Vorliegender Text:
--*--

Neues VRR-Sozialticket: Leistungsempfänger fühlen sich geoutet und stigmatisiert
„Da können sie uns ja gleich einen Stempel auf die Stirn drücken, auf dem Hartz 4-Empfänger steht“, ärgert sich Stadtanzeiger-Leserin Gabriele (46). Seit dem ersten November gibt es auch in Castrop-Rauxel ein VRR-Sozialticket, mit dem Leistungsempfänger günstiger mit Bus und Bahn fahren können. Eigentlich eine gute Sache, doch viele Betroffene fühlen sich stigmatisiert.
Rund fünfzig Prozent günstiger als ein normales VRR-Monatsticket ist das neue „Sozialticket“. Damit kostet ein Ticket der Preisstufe A im Tarifgebiet 28 (Castrop-Rauxel) nur noch 29,90 Euro im Monat.
„Im Prinzip ist es eine gute Sache, dass man dieses Ticket nun bekommen kann“, findet Gabriele, ärgert sich aber über die Art und Weise, wie die neue Fahrkarte verkauft wird. Denn das neue Ticket gibt es nur in einem gesonderten Infobus, der mehrmals in der Woche am Busbahnhof Münsterplatz hält. An der Vorverkaufsstelle am Busdepot (Bahnhofstraße) kann die Fahrkarte nicht erworben werden.
„Warum diese Sonderbehandlung?“, fragt Gabriele und stört sich zudem daran, dass das Ticket deutlich als „Sozialticket“ gekennzeichnet ist. So könne jeder gleich beim Einsteigen in den Bus erkennen, um welches Ticket es sich handele, und man fühle sich abgestempelt, erklärt sie.
Dass sich auch andere Leistungsempfänger ausgegrenzt und stigmatisiert fühlen, weiß sie von Bekannten, die gemeinsam mit ihr an einer beruflichen Wiedereingliederungsmaßnahme teilnehmen und auf das Ticket angewiesen sind. „Sie bekommen als Fahrgeld nur diese 29,90 Euro erstattet. Eine Bekannte von mir hat die fehlenden 30 Euro für ein normales Ticket sogar freiwillig bezahlt, weil sie sich geschämt hat, das Sozialticket zu kaufen“, erzählt Gabriele und beschwert sich über die „öffentliche Zurschaustellung“.

--*--

Datensatz:
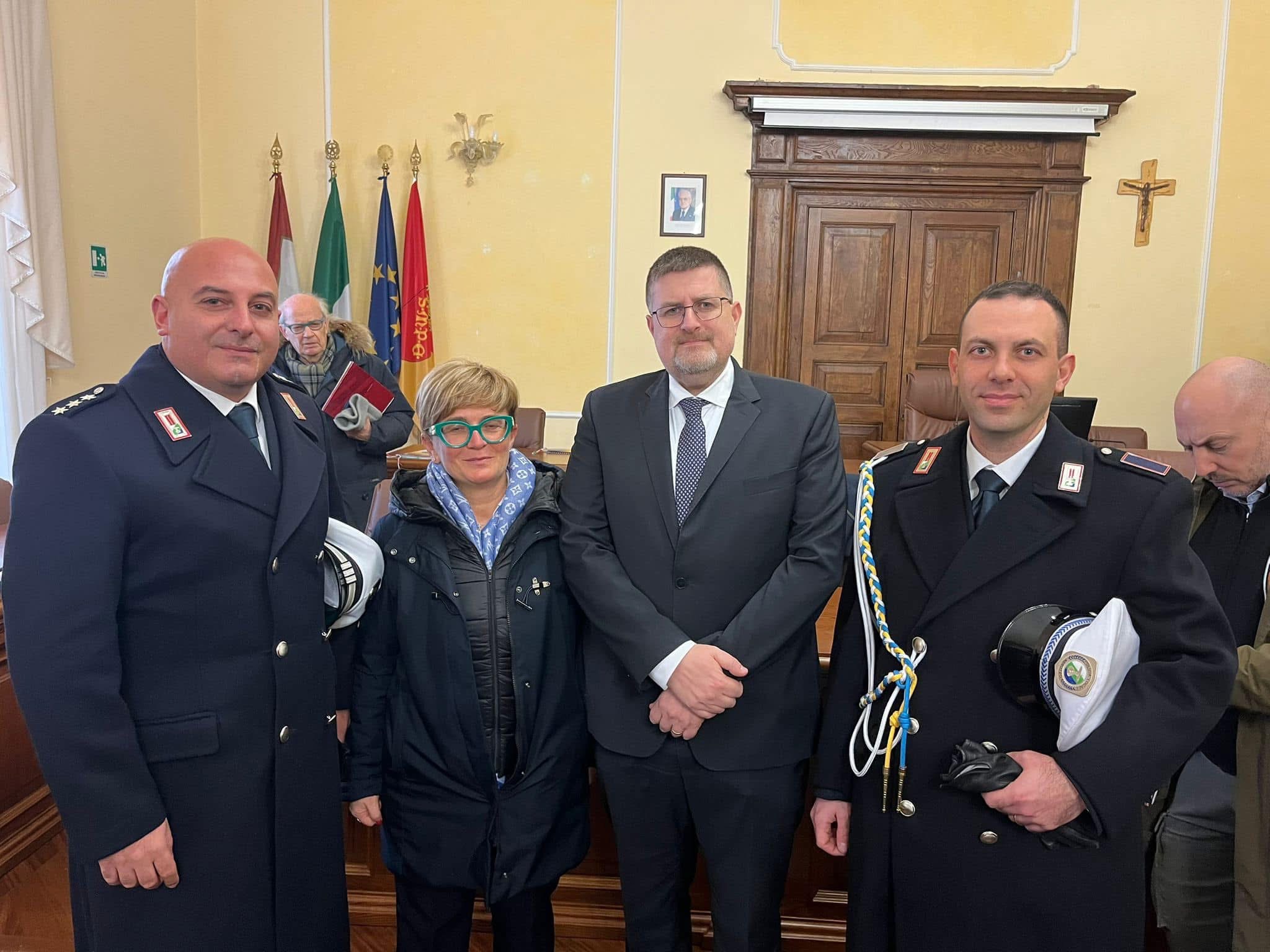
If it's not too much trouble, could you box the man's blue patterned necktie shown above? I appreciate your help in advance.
[674,397,706,526]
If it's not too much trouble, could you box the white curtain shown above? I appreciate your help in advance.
[0,0,75,478]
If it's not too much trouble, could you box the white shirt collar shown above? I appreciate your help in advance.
[965,423,1049,495]
[670,356,737,408]
[177,371,262,419]
[1218,482,1268,513]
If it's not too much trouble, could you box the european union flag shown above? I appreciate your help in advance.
[367,173,401,373]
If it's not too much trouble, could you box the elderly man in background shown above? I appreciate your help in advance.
[1152,356,1270,952]
[273,294,414,529]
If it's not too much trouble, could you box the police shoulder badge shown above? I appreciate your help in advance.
[155,406,194,443]
[1054,651,1099,697]
[1058,464,1085,493]
[282,391,308,420]
[913,447,944,476]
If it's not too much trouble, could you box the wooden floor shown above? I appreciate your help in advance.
[0,834,623,952]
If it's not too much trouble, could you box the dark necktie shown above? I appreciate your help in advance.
[970,470,1010,528]
[229,403,264,458]
[674,397,706,526]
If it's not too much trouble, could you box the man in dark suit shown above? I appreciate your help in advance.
[812,282,1235,952]
[4,239,348,952]
[560,247,845,952]
[670,188,697,221]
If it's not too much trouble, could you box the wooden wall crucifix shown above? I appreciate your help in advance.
[1116,159,1177,246]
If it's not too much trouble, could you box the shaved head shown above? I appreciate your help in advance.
[150,239,278,402]
[1173,356,1270,498]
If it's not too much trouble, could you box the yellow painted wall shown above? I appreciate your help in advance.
[1201,0,1270,363]
[772,0,1073,70]
[50,0,1270,446]
[332,0,613,446]
[47,0,200,400]
[617,0,1220,446]
[194,0,326,289]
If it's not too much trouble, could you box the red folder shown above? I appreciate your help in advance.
[321,361,393,419]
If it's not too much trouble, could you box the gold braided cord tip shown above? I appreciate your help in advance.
[856,461,917,813]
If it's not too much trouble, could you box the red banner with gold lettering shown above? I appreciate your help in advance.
[399,182,433,402]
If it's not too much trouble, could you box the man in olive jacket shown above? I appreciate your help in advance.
[1153,356,1270,952]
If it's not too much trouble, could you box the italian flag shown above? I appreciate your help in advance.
[314,175,353,321]
[265,171,300,305]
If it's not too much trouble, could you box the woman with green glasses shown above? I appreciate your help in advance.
[348,359,589,952]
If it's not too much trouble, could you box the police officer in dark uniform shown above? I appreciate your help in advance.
[812,282,1235,952]
[4,239,348,952]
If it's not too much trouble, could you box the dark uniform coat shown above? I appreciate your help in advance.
[4,346,348,952]
[349,464,589,902]
[815,418,1235,952]
[273,319,414,529]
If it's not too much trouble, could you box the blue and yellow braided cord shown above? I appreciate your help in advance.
[856,459,917,811]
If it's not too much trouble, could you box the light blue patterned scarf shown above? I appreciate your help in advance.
[427,449,537,569]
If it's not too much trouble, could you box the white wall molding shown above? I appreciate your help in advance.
[772,0,1081,76]
[606,0,623,383]
[321,0,332,143]
[749,95,1109,134]
[1191,0,1231,371]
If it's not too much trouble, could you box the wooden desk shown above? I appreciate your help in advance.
[0,602,62,876]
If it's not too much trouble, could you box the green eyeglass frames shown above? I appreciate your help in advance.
[428,416,515,449]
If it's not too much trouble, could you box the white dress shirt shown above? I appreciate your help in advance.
[1218,481,1270,519]
[177,371,273,470]
[965,424,1049,500]
[647,358,737,690]
[669,358,737,487]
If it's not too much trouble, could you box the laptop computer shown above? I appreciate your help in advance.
[1049,396,1099,439]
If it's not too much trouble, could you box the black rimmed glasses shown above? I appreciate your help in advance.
[282,317,326,338]
[653,297,732,327]
[428,416,515,449]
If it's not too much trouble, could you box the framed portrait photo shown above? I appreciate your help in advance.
[662,175,706,237]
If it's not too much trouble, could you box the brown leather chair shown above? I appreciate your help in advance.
[366,476,393,532]
[861,367,1147,456]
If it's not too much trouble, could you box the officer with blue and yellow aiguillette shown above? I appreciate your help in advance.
[812,282,1235,952]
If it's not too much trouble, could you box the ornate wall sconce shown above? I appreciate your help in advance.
[450,113,503,185]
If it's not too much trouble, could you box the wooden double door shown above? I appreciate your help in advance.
[786,198,1028,458]
[745,127,1085,458]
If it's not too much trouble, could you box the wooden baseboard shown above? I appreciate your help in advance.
[0,787,62,876]
[348,876,847,952]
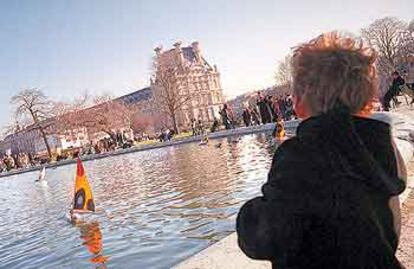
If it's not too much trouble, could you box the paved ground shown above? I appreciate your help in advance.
[397,161,414,269]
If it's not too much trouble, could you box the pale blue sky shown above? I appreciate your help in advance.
[0,0,414,127]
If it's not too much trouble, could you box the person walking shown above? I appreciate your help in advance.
[383,71,405,111]
[242,106,252,127]
[257,92,272,124]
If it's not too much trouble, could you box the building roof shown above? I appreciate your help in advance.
[182,47,196,62]
[115,87,152,104]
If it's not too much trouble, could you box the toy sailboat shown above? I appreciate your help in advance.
[35,166,47,187]
[39,166,46,181]
[274,120,286,139]
[70,159,95,221]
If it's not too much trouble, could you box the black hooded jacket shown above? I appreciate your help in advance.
[237,109,405,269]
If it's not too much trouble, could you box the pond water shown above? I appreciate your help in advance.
[0,134,282,269]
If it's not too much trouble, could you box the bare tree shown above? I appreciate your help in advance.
[275,54,292,89]
[152,57,192,133]
[10,88,52,158]
[361,17,414,77]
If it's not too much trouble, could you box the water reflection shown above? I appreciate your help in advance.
[0,134,282,269]
[76,222,109,269]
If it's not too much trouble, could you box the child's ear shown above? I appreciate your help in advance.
[293,95,311,119]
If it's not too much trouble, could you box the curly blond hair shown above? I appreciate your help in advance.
[292,32,377,115]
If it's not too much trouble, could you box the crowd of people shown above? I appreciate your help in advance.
[242,92,296,126]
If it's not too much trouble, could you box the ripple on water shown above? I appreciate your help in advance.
[0,134,275,269]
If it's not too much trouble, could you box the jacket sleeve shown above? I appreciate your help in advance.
[236,140,318,261]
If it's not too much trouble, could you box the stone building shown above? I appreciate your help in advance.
[151,42,224,128]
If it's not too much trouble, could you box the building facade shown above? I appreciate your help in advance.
[151,42,224,127]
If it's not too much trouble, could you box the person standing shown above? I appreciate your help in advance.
[257,92,272,124]
[191,118,197,136]
[383,71,405,111]
[251,106,260,125]
[197,117,204,135]
[220,104,233,130]
[242,106,252,127]
[236,32,406,269]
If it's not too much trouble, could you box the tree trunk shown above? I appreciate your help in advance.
[39,125,52,159]
[29,110,52,159]
[171,113,180,135]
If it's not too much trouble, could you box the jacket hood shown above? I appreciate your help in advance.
[297,104,405,196]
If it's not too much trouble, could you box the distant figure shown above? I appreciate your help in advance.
[191,118,197,136]
[210,117,219,133]
[257,92,272,124]
[272,119,286,139]
[383,71,405,111]
[220,104,233,130]
[197,118,204,135]
[251,107,260,125]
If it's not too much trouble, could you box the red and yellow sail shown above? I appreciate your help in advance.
[73,159,95,212]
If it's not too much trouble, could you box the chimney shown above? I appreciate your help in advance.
[173,41,181,51]
[154,46,162,57]
[191,41,201,62]
[173,41,184,65]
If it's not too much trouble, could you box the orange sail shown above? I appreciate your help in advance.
[73,159,95,212]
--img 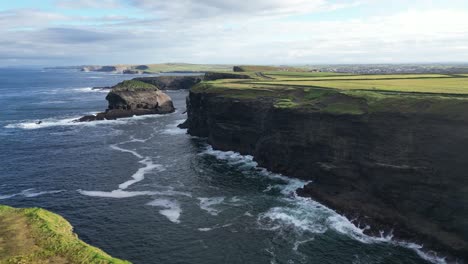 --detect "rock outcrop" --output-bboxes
[0,205,131,264]
[134,75,203,90]
[184,91,468,263]
[77,80,175,122]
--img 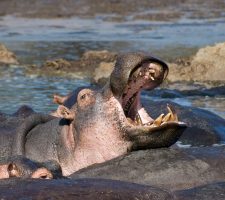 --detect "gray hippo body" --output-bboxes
[0,53,186,176]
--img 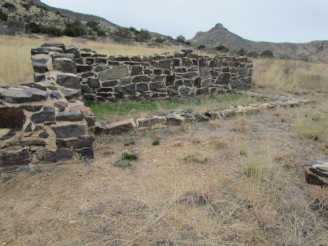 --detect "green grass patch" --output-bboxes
[86,94,255,120]
[122,152,139,161]
[124,140,136,146]
[114,160,132,169]
[152,139,161,145]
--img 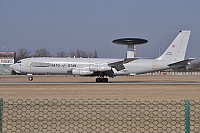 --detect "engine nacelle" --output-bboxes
[72,69,94,76]
[89,65,111,72]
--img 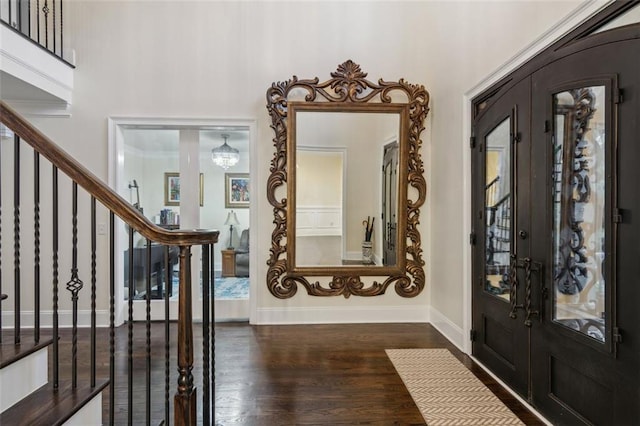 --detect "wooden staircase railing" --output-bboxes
[0,101,219,425]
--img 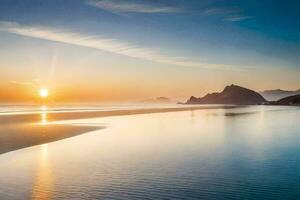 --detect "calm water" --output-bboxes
[0,106,300,200]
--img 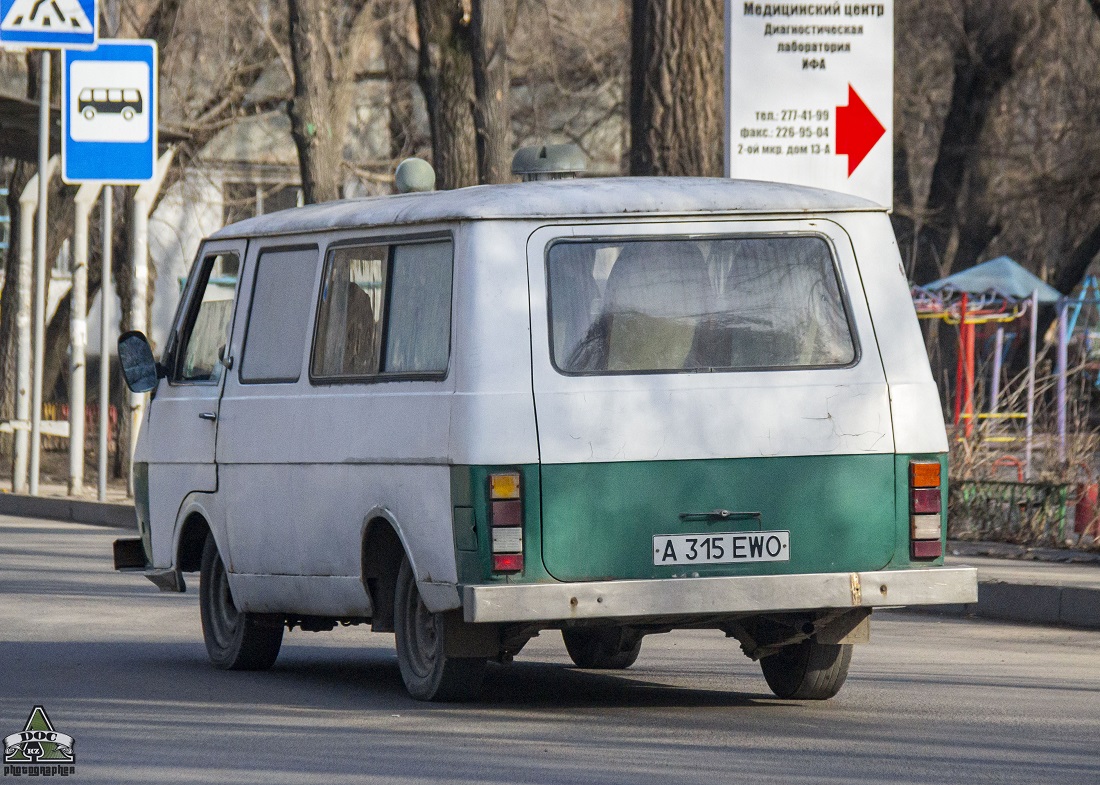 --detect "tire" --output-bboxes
[199,534,283,671]
[760,641,851,700]
[394,556,486,700]
[561,627,641,671]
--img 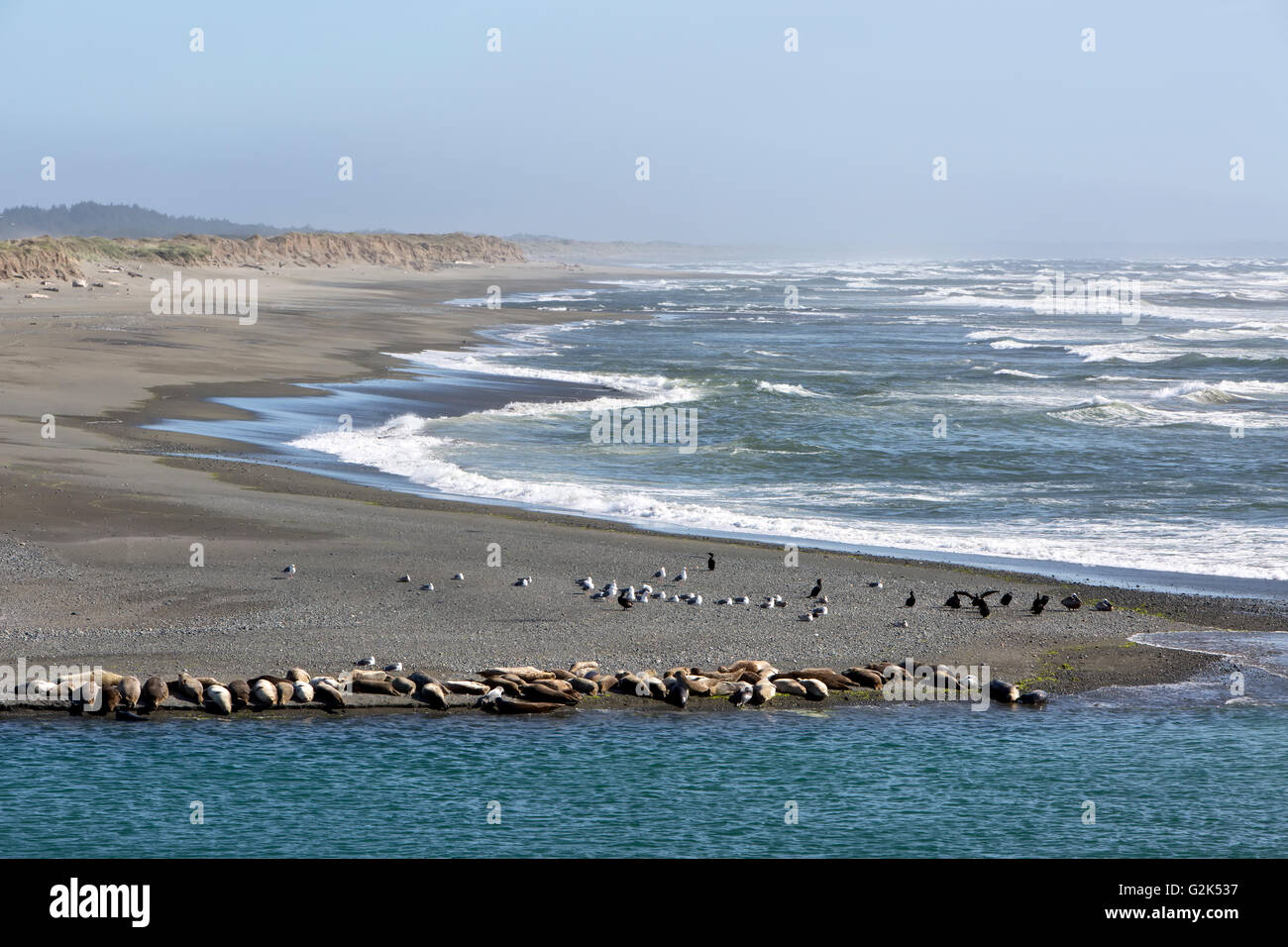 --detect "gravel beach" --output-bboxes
[0,264,1285,693]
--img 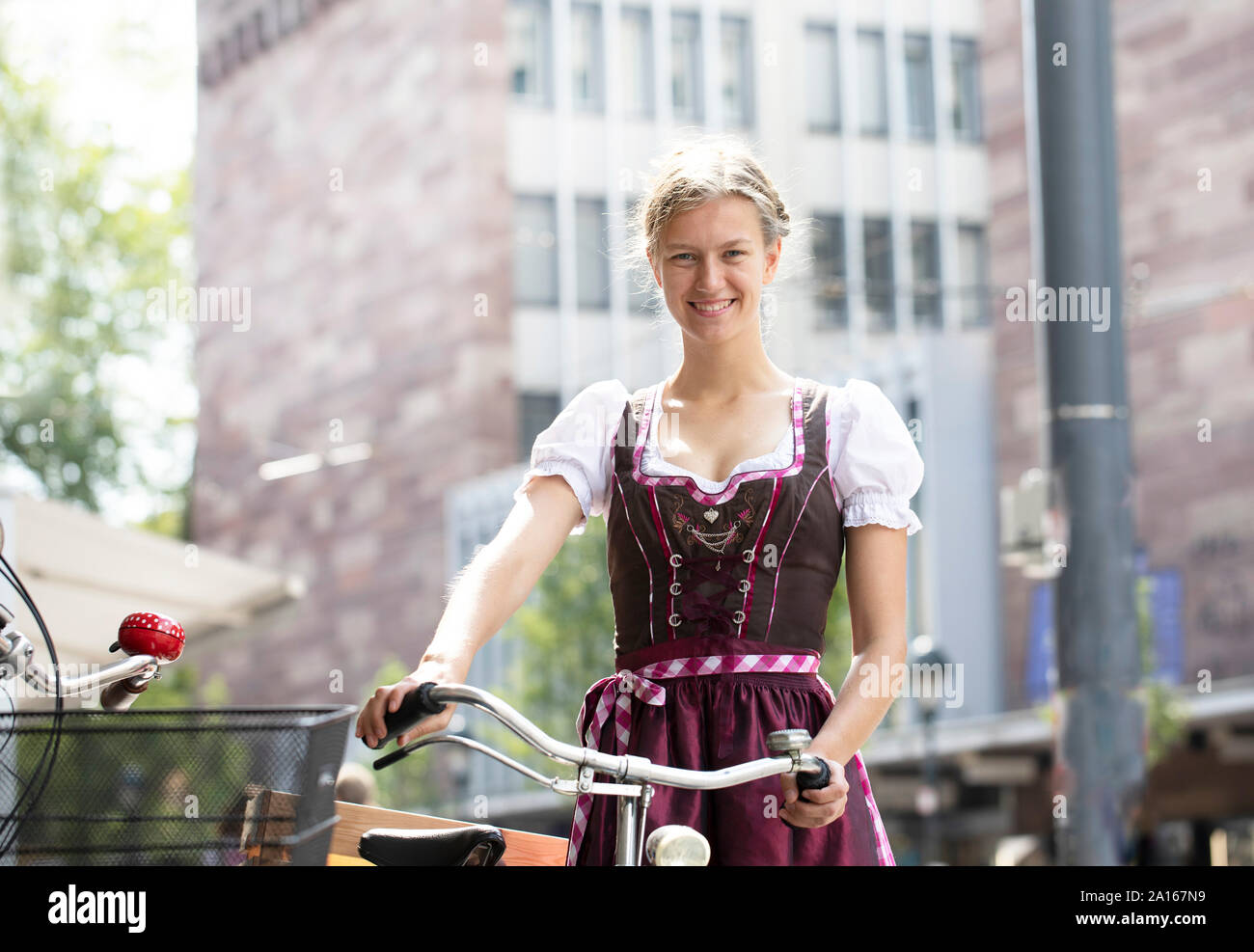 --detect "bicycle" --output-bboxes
[358,681,831,865]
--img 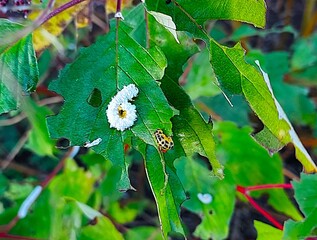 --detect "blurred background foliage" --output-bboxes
[0,0,317,239]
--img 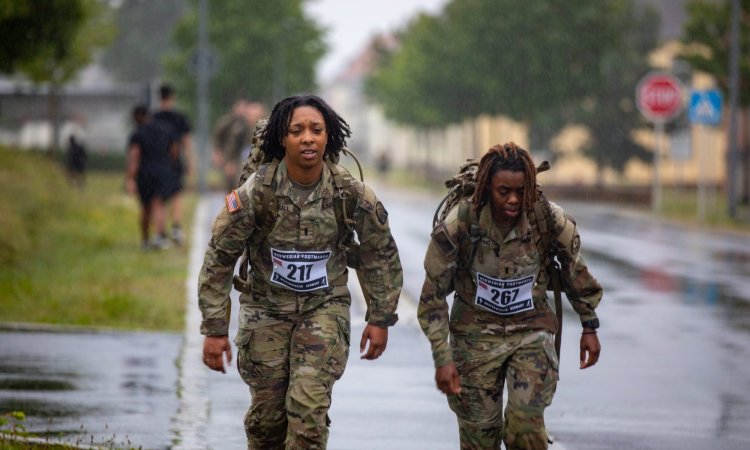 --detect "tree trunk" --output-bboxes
[47,83,62,153]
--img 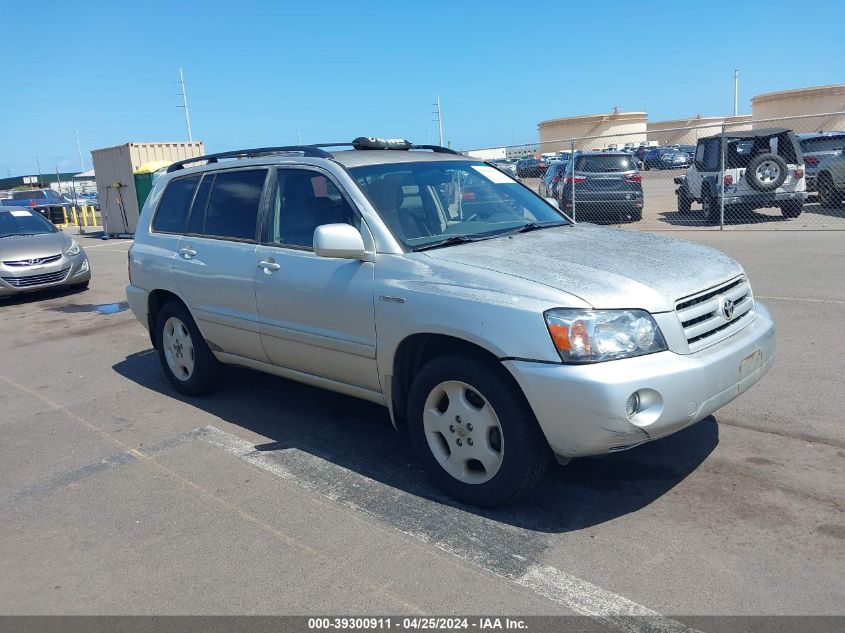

--*--

Arbeitsauftrag: Schreibe aus dem Text über das VRR-Sozialticket die Stelle ab, die mit „Rund fünfzig Prozent“ beginnt und bis „Euro im Monat.“ reicht.

Lösungsfeld:
Rund fünfzig Prozent günstiger als ein normales VRR-Monatsticket ist das neue „Sozialticket“. Damit kostet ein Ticket der Preisstufe A im Tarifgebiet 28 (Castrop-Rauxel) nur noch 29,90 Euro im Monat.